#### 原文
针对我们所关注的变量,海外华人网络对中外双边贸易总量的影响系数的值为0.152,即华人网络密度每增加1%,则双边贸易总量增加0.152%,要小于Ranch和丁rindade(2002)得出来的回归系数(0.21/0.47)。其中的原因可能是在于,Rauch和Trindade(2002)的分析是以1980年与1990年数据为基础的,而本文以1980、1985、1990、1994、1999五个年度的数据为基础,涉及的样本时间跨度相对较大。另一方面,在20世纪90年代以后,信息通讯技术的发展和中国法律制度的完善相对减弱了华人网络在克服信息壁垒方面对国际贸易的促进作用。

同时,表3的回归结果告诉我们,华人网络出口贸易弹性要比进口贸易弹性小,这与(Ching and Chen,2000)、Wagner,Head and Ries(2002)的研究结果是一致的。华人网络密度每增加1%,则中国向外国出口(进口)贸易总量增加0.124%(0.181%)。

尽管上述对传统引力方程的回归结果的符号与我们的预测是一致的,但是,我们对估计结果依然存在着质疑。理由是,上述引力方程并没有包括或准确考虑模型中不可观察的异质性影响。因此,我们应对改进后的引力方程(4)-(6)重新进行估计。

(二)修正的引力方程(4)-(6)的回归结果及其解释

对于我们所关注的华人网络变量,我们把其回归系数通过10%显著性检验的国家分别汇总到表4、表5、表6:

由表4可以看出,方程回归系数通过显著性检验的国家中,其系数的绝对值普遍要比引力方程(1)-(3)的估计结果要大得多,而且,海外华人网络对中国与不同国家的双边贸易影响的差别是很明显的,个别国家的弹性系数特别大,其原因可能有二:一方面,中国与移民居住国之间的制度、语言、文化差别越大时,华人网络对双边贸易的影响也就越大;另一方面,移民网络所具有的技术水平、移民所能提供的信息以及网络的契约执行能力也往往会影响弹性系数Dumlevy,2005)。此外,越南和南非等国弹性系数出现异常大的弹性值的原因是因为除了华人网络本身对贸易的促进作用外,还有可能是在80年代和90年代期间,这些国家与中国的贸易与移民关系都处于非正常化的阶段,如越南直到1991年才实现中越关系的正常化,南非直到1998年才与中国建交。而在关系正常化之前,这些国家与中国的双边贸易量都非常小,但生活在这些国家的海外华人数目都比较大,因此出现了回归结果系数较大的现象,

从表5可以看出,海外华人网络促进了中国对6个移民居住国的出口。华人网络促进中国出口的作用可以通过移民网络的“移民偏好效应”与“交易成本效应”来进行解释。
########
#### 存档记录
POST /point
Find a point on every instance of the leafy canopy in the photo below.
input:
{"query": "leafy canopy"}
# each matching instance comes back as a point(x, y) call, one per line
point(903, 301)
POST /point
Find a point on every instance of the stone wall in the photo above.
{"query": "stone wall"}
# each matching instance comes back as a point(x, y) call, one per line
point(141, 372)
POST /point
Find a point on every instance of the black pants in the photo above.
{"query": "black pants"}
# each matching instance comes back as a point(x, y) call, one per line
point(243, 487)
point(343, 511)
########
#### 存档记录
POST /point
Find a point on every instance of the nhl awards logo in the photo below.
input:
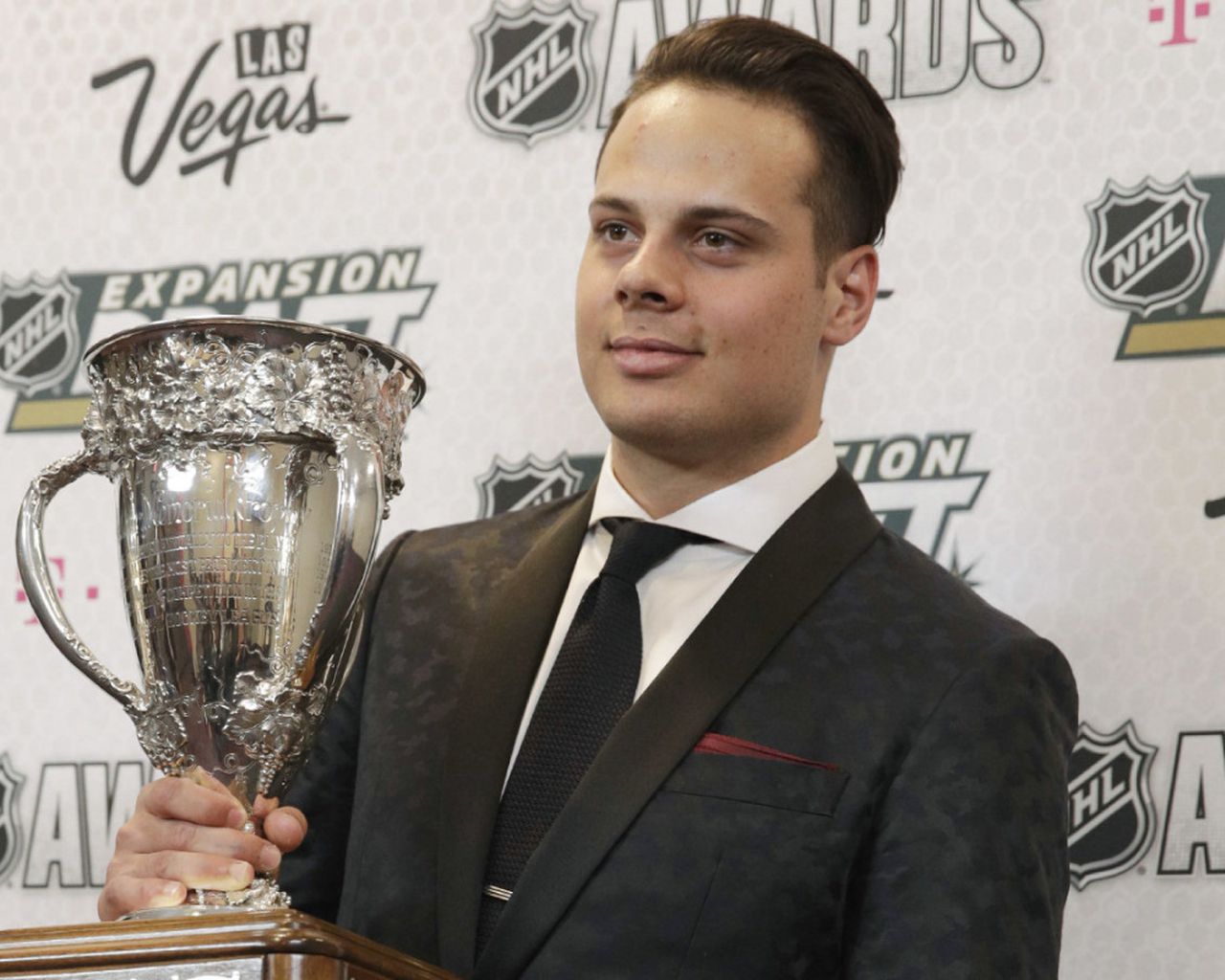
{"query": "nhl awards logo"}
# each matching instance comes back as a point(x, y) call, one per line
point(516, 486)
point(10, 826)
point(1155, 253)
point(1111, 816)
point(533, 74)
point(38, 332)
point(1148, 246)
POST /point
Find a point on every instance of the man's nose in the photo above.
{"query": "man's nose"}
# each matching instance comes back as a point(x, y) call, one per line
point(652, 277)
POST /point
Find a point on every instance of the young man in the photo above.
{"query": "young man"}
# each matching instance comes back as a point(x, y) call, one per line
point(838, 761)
########
**任务要求:**
• 1. 列出关于海外华人网络与贸易的原文中本文作为分析基础的全部数据年度。
• 2. 根据关于海外华人网络与贸易的原文,南非在哪一年与中国建交?
• 3. 从关于海外华人网络与贸易的原文最后一句之后接着续写。
这些记录取自另一来源。

**任务解答:**
• 1. 1980、1985、1990、1994、1999

• 2. 1998年。

• 3.
所谓“移民偏好效应”是指移民在相当大程度上存在着对本国产品的需求依赖,如果移民居住国不能满足这种消费需求的话,则会促进移民居住国从移民来源国的进口。所谓“交易成本效应”,是指移民网络通过减少中外双边贸易的交易成本,从而增加了双边的贸易量。产生“交易成本效应”的原因有:第一,移民到达居住国后会给当地居民带来许多重要的信息,如中国潜在的市场机会、分销网络、交易习惯、风俗民情、政策法律等等,从而减轻了贸易中的信息问题;第二,由于移民网络在国外基本上处于一个少数群体的地位,因此相互间的支持与信任变得非常重要,而通过移民网络间的贸易相对可以减少贸易中的机会主义行为,增强了契约执行的力度。

由表5同时可以看出,海外华人网络抑制了中国对8个移民居住国的出口。对于华人网络减少中国对移民居住国的出口量的原因,可以用移民网络的“进口替代效应”来进行解释。即如果居住于移民居住国内的移民人数足够多的话,由于规模报酬递增的存在,在居住国内自主生产产品会变得比从移民来源国进口更有吸引力,因此,他们宁愿自己生产产品而不选择进口(Dunlevey and Hutehison 1999,Girma and Yu2000)。

从上表可以看出,华人网络促进了十二个移民居住国对中国出口。我们可以用移民网络的“出口导向,效应”来进行解释:当在移民居住国居住的华人达到一定数量后,由于移民网络的“进口替代效应”,他们首先会选择在移民居住国自主生产来满足自身需求。并且,在经过一段时间之后,或许是由于规模经济效应或生产成本优势,再加上海外华人网络在商业信息上的高度适应性,便逐渐具备了向中国出口商品的能力。

表6同时显示,华人网络抑制了十三个移民居住国对中国的出口。我们可以用移民网络的“生产结构效应”来进行解释:由于华人移居到居住国后,导致了移民居住国生产结构发生了转变,即生产转向了满足移民需要的非贸易品。因此,虽然在华人网络内部信息流动较快,契约执行度较强,但是,由于移民偏好及其引致的移民居住国生产结构的变化效应要比“交易成本”效应更显著。因此,华人网络的存在反而减少了移民居住国对中国的出口。这种情况一般发生在大量非技术性华人移民的情形下,因为非技术性移民本身不能带来太多的信息,但是,他们对非贸易品的需求却引起了居住国生产结构的改变。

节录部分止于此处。